## REQUIREMENT
In the listing below, find each line that holds the string "mouth" and copy it.

━━━━━ EXERCISE INPUTS

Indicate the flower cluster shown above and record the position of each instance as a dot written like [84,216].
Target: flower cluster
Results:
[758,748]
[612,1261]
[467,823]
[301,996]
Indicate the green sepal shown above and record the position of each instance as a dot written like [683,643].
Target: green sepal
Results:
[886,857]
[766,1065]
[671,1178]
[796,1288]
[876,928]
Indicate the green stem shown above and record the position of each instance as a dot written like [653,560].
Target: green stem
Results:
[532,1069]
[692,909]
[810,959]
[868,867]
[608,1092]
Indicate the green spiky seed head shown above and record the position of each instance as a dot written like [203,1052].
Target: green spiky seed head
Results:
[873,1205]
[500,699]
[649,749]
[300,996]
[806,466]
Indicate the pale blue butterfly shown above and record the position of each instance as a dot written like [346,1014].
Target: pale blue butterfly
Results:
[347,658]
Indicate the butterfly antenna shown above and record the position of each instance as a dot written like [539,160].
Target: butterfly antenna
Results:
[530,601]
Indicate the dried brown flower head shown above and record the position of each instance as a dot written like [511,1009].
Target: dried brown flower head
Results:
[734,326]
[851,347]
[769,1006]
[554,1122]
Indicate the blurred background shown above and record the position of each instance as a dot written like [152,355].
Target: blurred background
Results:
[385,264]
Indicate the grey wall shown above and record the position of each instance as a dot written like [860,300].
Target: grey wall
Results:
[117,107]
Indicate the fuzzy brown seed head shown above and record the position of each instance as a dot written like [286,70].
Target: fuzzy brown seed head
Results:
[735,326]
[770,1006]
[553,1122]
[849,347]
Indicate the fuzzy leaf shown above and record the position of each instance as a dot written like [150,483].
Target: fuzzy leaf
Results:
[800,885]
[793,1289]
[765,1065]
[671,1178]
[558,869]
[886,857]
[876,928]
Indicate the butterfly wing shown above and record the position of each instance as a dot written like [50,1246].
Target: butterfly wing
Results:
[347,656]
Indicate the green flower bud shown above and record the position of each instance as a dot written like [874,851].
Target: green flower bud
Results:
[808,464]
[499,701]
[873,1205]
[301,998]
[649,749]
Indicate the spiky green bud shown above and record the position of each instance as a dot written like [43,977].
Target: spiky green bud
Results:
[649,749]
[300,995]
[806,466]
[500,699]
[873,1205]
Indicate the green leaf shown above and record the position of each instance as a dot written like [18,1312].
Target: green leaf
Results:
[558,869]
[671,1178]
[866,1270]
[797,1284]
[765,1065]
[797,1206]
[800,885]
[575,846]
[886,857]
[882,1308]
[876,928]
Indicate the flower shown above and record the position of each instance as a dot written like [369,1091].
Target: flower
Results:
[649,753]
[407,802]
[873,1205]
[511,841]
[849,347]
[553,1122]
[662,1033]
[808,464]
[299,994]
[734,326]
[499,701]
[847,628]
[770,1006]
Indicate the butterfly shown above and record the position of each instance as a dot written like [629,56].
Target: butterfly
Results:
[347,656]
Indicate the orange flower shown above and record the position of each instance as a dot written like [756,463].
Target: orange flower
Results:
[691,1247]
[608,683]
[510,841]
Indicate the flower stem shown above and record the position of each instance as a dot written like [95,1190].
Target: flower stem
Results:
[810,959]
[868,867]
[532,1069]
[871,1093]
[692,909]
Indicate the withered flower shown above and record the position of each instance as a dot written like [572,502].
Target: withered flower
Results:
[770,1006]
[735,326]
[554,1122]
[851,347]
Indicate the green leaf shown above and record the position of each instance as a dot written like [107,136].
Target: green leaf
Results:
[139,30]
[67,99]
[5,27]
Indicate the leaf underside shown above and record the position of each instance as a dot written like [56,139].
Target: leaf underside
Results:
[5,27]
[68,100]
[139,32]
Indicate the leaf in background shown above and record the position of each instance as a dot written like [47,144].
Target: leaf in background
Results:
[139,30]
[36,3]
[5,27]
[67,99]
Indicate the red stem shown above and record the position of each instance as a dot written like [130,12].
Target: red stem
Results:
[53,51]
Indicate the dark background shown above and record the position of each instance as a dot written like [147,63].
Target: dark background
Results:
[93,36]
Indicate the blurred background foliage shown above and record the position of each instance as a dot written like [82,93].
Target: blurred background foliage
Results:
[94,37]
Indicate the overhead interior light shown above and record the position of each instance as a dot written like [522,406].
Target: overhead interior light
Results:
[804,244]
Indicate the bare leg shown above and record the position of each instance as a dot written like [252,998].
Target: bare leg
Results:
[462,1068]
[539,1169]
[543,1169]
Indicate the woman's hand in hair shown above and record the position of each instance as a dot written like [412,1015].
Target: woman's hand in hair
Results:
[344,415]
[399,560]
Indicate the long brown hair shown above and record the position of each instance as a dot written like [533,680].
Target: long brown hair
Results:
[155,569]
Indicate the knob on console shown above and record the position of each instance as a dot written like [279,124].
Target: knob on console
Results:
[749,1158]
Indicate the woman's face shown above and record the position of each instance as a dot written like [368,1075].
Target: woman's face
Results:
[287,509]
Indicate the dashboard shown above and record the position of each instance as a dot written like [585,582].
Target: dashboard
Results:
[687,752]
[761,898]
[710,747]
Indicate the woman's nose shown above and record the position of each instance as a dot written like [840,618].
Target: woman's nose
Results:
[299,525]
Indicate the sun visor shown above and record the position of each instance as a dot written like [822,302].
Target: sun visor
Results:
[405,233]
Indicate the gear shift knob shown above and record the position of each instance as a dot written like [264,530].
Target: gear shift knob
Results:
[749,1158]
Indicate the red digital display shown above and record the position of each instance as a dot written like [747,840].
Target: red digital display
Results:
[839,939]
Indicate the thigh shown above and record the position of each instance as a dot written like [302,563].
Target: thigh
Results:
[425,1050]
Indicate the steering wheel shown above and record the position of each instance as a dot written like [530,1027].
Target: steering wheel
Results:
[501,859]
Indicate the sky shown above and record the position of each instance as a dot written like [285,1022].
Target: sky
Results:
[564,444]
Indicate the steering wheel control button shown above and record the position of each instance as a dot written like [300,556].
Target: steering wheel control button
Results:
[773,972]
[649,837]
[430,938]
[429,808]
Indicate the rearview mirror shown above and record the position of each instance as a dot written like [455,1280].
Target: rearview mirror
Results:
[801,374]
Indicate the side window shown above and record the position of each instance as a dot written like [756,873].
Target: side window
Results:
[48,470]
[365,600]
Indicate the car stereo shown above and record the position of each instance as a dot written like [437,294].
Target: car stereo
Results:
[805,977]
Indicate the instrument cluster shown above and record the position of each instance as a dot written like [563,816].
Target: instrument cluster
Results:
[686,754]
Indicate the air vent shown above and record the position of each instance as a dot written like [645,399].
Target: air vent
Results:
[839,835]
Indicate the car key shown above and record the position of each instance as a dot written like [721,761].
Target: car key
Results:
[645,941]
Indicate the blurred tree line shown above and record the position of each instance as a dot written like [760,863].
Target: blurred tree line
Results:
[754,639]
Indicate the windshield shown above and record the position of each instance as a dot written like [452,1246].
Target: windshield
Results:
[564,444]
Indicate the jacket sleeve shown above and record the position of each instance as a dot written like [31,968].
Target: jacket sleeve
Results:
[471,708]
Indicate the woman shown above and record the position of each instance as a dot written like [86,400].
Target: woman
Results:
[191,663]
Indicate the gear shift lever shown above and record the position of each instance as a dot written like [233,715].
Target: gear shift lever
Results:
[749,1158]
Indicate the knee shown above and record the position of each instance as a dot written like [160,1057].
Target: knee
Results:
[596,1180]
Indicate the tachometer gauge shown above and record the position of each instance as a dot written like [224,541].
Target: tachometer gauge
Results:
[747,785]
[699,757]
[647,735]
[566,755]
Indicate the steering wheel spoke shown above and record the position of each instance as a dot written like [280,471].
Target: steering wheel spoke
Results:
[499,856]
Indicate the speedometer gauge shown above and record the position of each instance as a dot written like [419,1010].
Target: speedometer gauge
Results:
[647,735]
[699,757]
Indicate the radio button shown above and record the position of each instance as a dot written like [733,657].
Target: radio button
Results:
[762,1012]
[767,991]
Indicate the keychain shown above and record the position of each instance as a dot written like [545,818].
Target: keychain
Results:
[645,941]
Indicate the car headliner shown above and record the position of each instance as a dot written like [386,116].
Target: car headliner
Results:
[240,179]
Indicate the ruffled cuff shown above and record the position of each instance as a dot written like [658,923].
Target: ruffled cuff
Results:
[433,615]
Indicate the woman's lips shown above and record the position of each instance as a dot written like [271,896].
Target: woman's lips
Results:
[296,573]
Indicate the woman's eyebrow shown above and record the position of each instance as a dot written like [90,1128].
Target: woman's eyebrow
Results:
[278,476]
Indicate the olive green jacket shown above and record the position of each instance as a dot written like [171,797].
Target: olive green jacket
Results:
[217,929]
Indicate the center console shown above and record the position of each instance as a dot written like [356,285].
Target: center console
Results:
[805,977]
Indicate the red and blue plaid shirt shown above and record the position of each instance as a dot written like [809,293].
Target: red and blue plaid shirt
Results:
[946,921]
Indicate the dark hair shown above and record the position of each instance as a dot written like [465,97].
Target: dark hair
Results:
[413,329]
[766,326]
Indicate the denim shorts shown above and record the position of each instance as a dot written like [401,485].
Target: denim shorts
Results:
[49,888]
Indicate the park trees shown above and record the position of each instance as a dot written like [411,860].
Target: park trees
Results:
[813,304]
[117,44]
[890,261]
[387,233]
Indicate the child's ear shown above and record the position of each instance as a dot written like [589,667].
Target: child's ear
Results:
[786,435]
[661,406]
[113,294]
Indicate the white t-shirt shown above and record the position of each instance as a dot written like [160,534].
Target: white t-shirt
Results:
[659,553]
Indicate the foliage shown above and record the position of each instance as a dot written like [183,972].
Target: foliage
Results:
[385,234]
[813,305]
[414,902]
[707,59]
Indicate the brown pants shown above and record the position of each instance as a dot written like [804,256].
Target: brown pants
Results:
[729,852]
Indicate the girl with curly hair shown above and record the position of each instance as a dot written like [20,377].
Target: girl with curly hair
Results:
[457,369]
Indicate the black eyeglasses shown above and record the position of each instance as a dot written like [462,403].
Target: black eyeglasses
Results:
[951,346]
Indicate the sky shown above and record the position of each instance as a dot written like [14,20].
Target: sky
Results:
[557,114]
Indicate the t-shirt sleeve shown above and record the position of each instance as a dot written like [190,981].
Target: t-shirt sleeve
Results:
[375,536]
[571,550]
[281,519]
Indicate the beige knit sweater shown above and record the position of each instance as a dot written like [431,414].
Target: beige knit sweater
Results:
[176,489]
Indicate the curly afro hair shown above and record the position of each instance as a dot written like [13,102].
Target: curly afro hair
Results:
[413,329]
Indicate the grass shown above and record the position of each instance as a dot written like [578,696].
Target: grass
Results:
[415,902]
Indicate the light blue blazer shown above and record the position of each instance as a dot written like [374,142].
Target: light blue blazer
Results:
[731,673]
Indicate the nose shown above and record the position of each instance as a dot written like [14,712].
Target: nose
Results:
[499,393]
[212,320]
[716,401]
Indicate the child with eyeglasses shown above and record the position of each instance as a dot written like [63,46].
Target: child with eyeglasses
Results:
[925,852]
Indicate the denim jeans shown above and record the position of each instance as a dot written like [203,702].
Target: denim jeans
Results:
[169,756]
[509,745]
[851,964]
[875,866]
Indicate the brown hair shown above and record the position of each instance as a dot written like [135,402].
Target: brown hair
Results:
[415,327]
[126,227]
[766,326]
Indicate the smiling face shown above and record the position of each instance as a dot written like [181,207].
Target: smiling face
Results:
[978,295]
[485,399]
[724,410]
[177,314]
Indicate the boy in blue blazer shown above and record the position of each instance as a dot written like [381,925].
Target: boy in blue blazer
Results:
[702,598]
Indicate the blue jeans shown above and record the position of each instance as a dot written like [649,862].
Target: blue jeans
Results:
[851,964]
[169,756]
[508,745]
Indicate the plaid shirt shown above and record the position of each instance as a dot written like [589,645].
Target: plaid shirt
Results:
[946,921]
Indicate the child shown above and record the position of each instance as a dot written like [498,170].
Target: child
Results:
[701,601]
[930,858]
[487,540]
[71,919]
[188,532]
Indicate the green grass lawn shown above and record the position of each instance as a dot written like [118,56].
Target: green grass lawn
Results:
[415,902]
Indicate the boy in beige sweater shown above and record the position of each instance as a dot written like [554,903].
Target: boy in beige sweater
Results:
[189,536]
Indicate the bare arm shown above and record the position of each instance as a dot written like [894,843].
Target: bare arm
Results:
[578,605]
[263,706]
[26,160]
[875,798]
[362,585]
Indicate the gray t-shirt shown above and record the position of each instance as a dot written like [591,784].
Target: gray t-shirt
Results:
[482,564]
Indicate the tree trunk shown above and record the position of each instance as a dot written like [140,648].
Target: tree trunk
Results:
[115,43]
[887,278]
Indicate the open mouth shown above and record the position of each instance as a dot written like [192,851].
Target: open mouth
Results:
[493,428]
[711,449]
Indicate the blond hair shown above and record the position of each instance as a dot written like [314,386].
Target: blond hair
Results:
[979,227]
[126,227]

━━━━━━━━━━

## REPLY
Indicate the open mouth shown above and record the position of each instance as a dot written like [192,851].
Target: open mouth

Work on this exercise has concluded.